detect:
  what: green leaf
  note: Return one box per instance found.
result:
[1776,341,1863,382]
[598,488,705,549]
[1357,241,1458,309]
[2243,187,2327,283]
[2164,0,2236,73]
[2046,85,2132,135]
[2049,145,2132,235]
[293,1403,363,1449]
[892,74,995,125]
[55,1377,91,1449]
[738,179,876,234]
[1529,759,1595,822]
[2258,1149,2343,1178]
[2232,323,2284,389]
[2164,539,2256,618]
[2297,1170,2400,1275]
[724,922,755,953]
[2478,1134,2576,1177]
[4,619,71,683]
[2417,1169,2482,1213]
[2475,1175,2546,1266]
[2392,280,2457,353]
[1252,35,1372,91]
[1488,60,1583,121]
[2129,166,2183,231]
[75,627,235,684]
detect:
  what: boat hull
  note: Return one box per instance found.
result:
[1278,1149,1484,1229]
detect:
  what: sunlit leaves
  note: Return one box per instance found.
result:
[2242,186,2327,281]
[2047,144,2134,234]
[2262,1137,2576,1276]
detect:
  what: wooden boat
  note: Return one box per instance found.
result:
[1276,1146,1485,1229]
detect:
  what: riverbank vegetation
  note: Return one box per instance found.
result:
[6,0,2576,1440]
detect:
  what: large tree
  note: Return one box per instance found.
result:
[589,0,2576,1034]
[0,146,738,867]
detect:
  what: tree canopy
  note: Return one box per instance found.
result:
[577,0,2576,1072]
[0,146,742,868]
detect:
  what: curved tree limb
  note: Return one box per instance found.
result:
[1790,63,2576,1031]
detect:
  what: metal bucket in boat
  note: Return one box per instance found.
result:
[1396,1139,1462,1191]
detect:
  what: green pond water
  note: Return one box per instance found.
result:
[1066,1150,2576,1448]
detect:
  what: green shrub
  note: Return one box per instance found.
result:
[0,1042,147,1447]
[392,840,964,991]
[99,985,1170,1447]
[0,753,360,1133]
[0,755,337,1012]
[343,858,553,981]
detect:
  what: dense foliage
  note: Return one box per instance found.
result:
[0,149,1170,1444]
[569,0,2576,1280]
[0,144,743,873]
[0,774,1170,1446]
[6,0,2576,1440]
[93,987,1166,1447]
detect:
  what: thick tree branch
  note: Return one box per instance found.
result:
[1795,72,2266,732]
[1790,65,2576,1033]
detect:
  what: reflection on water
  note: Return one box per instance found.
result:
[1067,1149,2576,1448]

> [What to produce]
Within the records, filter for lines that contain the word "boat" and show each one.

> [Answer to the problem]
  what: boat hull
  what: wooden boat
  what: metal bucket in boat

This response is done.